How to complete this task: Print the lines in the listing below starting at the line with "If you could pin the black equipment" and ending at the line with "If you could pin the helicopter cabin", both included. Reproduce them exactly and omit every picture.

....

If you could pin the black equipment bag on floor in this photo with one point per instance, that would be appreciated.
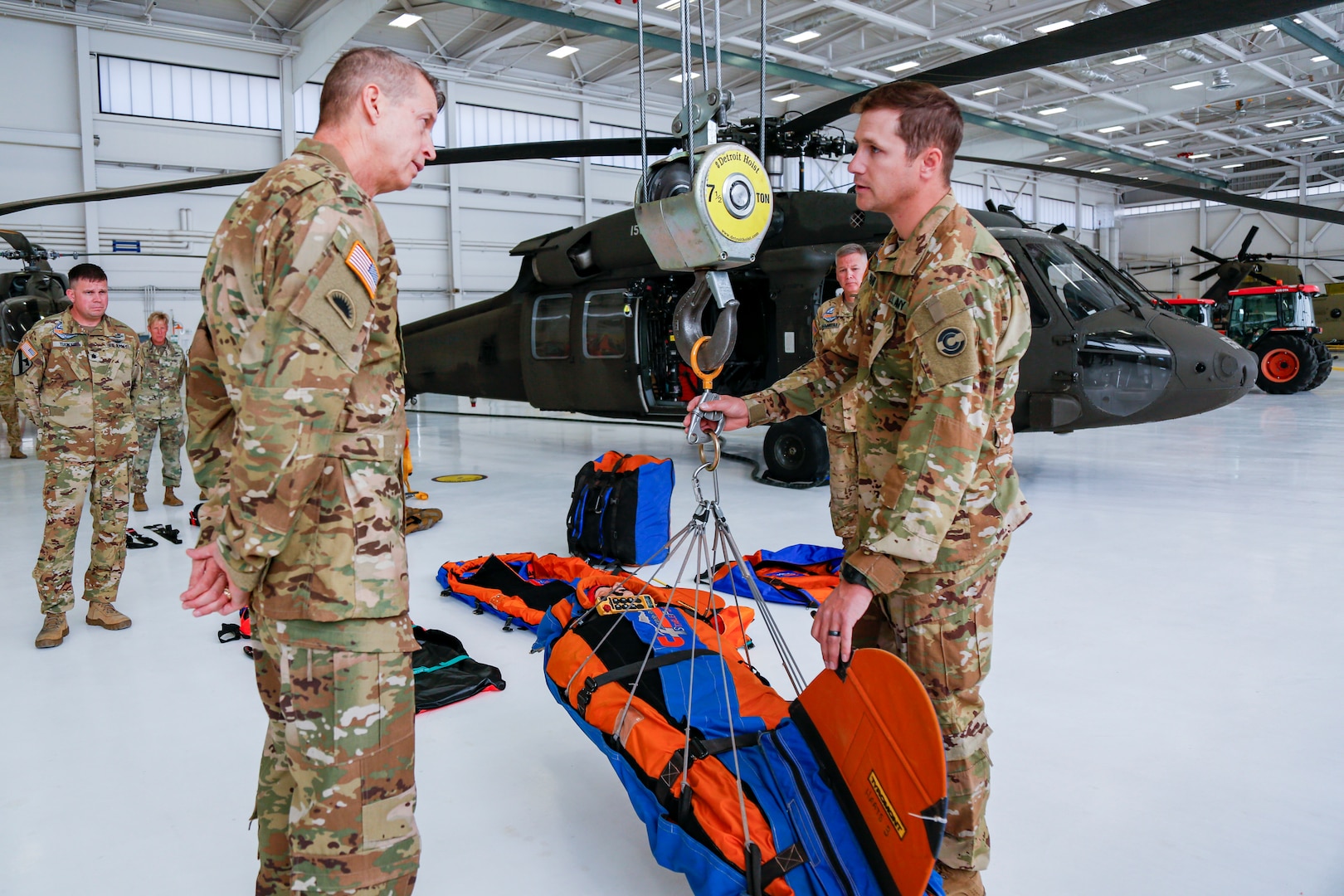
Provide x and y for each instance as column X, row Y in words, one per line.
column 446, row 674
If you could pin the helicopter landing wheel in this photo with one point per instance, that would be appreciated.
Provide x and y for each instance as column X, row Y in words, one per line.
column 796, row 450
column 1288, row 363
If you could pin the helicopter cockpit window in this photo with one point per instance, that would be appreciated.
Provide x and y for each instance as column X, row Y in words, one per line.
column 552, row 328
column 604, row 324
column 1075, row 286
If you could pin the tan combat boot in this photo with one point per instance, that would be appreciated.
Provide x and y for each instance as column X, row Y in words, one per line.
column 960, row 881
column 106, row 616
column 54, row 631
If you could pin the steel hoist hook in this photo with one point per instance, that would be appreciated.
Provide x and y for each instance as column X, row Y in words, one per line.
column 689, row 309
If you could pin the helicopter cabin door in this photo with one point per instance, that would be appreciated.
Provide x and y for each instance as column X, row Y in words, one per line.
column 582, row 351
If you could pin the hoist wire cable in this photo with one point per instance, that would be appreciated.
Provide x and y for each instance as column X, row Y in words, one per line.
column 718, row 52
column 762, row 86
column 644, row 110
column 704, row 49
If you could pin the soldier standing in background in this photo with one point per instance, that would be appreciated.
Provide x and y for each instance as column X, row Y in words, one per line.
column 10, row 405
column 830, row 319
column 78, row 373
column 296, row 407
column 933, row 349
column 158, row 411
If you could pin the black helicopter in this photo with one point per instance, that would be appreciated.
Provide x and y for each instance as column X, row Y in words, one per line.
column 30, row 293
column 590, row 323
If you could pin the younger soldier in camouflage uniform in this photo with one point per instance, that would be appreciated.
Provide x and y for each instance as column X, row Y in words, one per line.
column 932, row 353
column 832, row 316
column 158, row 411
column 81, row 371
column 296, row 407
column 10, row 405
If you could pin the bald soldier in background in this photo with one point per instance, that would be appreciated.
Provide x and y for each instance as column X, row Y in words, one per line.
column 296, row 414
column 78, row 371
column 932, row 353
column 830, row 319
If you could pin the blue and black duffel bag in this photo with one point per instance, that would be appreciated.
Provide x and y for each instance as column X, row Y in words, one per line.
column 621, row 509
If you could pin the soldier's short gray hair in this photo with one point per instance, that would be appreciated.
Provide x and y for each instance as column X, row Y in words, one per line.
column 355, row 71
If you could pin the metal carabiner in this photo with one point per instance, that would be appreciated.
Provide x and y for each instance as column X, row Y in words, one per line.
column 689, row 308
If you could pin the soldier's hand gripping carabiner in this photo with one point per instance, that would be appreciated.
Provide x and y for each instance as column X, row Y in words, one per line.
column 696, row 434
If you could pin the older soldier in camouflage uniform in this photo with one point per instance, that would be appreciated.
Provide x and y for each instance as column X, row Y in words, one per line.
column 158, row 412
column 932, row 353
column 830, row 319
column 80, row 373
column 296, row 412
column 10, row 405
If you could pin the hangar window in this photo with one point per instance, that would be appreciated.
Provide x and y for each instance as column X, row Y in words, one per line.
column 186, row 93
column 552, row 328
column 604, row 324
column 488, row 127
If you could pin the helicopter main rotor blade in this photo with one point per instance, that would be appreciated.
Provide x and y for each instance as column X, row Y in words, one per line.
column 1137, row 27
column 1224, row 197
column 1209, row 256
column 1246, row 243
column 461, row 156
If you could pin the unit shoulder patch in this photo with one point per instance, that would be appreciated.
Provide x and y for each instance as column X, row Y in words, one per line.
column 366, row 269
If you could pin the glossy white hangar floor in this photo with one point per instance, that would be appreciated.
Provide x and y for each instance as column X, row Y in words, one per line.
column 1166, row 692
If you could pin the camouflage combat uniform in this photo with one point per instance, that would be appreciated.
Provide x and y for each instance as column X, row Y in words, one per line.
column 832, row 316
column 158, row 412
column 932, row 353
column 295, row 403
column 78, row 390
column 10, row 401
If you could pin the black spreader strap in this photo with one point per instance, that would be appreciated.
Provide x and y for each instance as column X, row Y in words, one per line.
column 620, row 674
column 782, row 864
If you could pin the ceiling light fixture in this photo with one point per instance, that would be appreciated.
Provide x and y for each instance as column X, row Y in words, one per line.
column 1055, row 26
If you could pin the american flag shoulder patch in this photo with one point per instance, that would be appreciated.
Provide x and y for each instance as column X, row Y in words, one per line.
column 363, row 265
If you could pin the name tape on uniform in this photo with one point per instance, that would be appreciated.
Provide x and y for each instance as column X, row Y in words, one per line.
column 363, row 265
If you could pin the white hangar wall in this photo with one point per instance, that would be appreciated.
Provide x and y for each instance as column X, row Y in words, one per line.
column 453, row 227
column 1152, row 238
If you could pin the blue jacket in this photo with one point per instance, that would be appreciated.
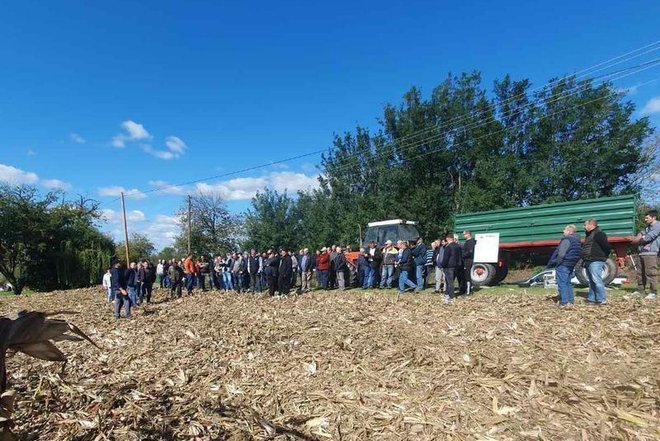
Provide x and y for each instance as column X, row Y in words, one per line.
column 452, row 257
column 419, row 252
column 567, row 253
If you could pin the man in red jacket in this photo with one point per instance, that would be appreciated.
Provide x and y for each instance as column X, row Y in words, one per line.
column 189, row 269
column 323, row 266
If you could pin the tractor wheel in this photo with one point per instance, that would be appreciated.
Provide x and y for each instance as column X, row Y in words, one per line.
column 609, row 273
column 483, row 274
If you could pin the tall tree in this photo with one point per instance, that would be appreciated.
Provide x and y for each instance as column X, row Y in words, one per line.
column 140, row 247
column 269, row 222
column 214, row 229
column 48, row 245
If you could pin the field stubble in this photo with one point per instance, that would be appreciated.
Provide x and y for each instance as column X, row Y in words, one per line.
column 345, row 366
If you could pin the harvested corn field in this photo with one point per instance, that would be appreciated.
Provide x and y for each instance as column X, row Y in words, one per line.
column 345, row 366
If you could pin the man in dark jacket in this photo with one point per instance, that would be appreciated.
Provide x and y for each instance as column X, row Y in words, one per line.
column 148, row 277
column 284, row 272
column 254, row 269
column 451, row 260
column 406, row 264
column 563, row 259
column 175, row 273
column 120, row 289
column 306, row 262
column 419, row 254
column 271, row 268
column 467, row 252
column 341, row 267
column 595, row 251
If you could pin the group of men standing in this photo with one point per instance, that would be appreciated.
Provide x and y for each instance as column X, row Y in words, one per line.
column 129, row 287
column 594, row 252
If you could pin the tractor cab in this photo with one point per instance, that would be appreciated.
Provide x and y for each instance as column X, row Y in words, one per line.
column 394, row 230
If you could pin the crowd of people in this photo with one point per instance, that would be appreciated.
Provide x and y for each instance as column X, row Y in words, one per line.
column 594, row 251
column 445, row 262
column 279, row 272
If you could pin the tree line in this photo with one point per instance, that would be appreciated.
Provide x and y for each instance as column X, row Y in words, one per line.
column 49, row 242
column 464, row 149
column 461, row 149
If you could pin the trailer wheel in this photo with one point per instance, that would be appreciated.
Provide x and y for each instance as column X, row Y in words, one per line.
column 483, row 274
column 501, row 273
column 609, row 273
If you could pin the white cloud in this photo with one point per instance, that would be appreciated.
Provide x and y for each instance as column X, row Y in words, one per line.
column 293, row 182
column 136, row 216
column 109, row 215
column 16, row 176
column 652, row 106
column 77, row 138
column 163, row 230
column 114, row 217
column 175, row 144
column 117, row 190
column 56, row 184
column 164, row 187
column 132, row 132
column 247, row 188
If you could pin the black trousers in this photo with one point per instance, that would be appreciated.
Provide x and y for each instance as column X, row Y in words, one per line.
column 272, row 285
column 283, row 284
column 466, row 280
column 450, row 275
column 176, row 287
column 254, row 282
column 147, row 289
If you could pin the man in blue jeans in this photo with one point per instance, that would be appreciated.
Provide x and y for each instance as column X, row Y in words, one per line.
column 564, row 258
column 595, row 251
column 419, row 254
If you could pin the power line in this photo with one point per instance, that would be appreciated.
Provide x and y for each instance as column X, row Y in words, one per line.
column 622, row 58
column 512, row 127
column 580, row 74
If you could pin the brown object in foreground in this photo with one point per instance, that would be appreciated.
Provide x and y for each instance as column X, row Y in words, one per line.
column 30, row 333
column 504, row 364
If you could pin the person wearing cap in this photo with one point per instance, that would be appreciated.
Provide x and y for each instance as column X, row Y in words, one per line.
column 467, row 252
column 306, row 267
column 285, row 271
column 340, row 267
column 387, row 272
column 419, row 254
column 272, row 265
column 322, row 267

....

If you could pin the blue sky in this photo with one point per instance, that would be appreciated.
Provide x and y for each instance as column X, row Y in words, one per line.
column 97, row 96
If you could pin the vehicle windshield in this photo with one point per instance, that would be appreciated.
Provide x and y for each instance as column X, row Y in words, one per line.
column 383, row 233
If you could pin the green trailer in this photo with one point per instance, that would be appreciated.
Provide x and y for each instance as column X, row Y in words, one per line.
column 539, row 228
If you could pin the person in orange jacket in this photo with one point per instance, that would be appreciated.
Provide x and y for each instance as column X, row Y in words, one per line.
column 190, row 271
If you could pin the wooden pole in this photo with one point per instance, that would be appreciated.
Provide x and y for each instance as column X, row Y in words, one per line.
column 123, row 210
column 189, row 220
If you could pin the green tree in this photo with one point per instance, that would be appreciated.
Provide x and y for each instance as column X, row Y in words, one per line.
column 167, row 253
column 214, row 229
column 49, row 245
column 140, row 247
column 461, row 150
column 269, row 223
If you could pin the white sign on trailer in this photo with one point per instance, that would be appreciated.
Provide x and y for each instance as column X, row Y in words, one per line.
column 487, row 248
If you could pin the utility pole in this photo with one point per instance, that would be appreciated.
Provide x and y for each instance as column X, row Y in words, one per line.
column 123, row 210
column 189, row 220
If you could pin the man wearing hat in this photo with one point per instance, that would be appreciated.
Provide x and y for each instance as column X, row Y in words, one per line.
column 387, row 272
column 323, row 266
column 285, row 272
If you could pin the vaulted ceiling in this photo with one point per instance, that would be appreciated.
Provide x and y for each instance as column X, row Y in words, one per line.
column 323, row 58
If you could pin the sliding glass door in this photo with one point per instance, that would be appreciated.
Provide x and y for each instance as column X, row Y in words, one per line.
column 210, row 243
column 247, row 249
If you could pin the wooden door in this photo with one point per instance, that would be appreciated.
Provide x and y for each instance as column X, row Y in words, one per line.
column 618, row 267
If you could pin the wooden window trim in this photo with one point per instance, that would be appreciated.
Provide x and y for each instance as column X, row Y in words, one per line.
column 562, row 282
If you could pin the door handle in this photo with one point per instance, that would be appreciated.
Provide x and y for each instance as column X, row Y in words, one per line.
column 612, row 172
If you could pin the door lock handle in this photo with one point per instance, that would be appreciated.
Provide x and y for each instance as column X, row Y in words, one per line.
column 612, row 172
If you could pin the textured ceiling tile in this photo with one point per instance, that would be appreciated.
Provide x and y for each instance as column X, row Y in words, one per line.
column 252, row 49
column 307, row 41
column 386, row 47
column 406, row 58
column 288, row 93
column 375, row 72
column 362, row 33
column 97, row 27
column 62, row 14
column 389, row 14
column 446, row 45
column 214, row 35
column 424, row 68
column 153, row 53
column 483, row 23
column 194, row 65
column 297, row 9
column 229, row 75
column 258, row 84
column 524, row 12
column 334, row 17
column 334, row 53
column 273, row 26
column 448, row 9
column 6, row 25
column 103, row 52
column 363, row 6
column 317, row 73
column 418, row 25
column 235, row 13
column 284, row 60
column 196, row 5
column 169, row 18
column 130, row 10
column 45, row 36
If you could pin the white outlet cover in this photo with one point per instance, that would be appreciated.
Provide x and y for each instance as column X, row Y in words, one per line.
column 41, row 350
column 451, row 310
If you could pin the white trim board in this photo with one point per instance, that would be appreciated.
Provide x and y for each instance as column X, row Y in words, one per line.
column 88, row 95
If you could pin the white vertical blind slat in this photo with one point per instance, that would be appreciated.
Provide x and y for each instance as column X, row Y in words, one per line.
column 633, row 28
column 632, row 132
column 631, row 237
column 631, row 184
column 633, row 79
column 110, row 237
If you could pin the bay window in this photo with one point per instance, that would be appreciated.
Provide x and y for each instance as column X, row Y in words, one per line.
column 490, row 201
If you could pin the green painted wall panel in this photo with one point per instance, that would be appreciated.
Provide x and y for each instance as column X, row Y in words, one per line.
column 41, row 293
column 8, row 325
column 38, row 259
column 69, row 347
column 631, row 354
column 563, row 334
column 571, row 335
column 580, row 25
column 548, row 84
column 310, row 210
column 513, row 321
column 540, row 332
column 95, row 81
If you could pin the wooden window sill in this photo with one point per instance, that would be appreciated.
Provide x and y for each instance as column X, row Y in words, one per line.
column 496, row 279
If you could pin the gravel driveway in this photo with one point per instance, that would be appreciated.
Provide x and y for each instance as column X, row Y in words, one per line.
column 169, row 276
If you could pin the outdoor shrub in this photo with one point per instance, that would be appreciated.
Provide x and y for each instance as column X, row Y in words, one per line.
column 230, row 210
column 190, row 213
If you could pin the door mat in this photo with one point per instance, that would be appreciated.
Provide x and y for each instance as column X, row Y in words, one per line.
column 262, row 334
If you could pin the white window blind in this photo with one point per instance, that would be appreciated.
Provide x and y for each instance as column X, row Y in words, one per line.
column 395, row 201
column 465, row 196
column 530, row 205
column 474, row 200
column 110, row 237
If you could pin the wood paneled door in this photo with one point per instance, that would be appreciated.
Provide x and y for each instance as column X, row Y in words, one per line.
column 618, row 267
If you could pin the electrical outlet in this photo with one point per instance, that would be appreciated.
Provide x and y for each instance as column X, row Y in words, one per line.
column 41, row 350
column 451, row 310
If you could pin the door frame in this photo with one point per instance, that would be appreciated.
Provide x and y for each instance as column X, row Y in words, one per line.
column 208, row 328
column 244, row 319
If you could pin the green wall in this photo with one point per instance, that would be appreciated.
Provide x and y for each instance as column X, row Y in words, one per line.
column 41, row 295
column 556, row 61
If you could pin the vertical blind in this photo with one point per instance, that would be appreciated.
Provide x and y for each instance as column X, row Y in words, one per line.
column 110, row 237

....

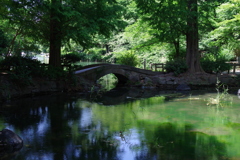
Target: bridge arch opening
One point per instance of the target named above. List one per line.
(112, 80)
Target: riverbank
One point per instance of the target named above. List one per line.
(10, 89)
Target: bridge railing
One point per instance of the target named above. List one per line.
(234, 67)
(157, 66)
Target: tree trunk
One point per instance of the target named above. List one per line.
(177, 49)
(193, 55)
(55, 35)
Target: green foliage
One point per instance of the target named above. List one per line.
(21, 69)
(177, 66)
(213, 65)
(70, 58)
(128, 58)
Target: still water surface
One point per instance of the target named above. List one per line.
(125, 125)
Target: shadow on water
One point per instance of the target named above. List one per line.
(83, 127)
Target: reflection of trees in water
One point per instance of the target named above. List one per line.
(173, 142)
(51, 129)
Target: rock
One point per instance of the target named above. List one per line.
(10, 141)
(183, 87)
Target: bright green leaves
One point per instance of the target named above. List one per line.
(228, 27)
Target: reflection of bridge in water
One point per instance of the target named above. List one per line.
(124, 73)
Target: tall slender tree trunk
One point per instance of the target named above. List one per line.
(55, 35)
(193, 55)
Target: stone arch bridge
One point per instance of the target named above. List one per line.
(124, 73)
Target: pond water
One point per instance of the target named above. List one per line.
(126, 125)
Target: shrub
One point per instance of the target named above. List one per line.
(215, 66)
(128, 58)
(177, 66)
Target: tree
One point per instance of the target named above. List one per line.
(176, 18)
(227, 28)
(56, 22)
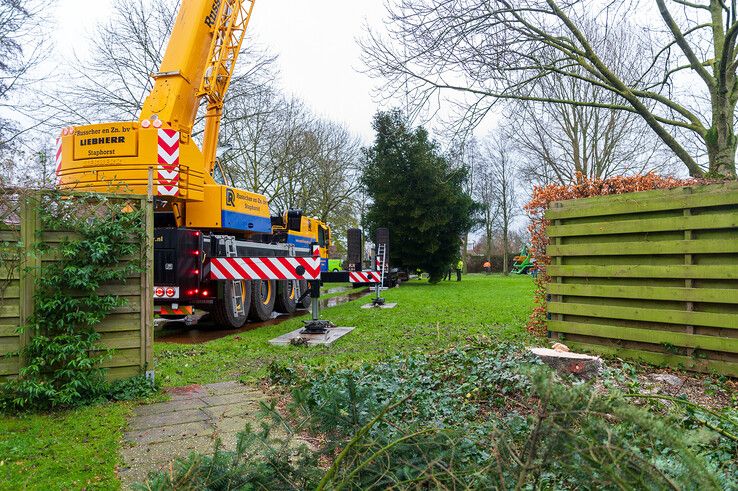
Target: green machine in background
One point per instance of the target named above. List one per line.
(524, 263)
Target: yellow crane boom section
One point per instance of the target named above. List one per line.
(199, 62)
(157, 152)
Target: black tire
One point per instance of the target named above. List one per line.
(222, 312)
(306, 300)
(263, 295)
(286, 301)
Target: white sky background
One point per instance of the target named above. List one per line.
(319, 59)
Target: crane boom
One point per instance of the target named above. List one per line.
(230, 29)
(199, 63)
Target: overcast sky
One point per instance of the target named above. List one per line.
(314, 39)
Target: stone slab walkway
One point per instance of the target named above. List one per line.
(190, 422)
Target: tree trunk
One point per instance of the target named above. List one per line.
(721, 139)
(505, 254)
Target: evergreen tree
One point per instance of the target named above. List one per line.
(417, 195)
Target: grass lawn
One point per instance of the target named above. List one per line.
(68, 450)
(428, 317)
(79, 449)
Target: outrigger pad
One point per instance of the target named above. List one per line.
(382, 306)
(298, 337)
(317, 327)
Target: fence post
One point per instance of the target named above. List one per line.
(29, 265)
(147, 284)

....

Solution to this problem:
If you could pin the black equipment bag on floor in this photo with one point per instance, that would be appreciated.
Provide x and y for each instance as column X, row Y in words, one per line.
column 446, row 674
If you could pin the helicopter landing wheel in this photo with one point per instance, that would be appreciated.
Provide x and y for each instance as column X, row Y in words, one per line.
column 796, row 450
column 1288, row 363
If you could pin the helicopter cockpit window in this photo with one point per instance, that would be appreciated.
Provide x and y for each instance as column X, row Y in words, one per line.
column 552, row 328
column 604, row 324
column 1075, row 286
If you could pin the tan combat boot in this photo with one point per instance, that would be appreciated.
Provide x and y for each instance as column X, row Y in words, one per line.
column 960, row 881
column 106, row 616
column 54, row 631
If you could pin the steel hoist hook in this photo with one point per instance, that would be appreciated.
Provide x and y for each instance as column X, row Y in words, one per line.
column 689, row 309
If you could pin the helicopter cabin door in this photo with one point per instance, that would be appreciated.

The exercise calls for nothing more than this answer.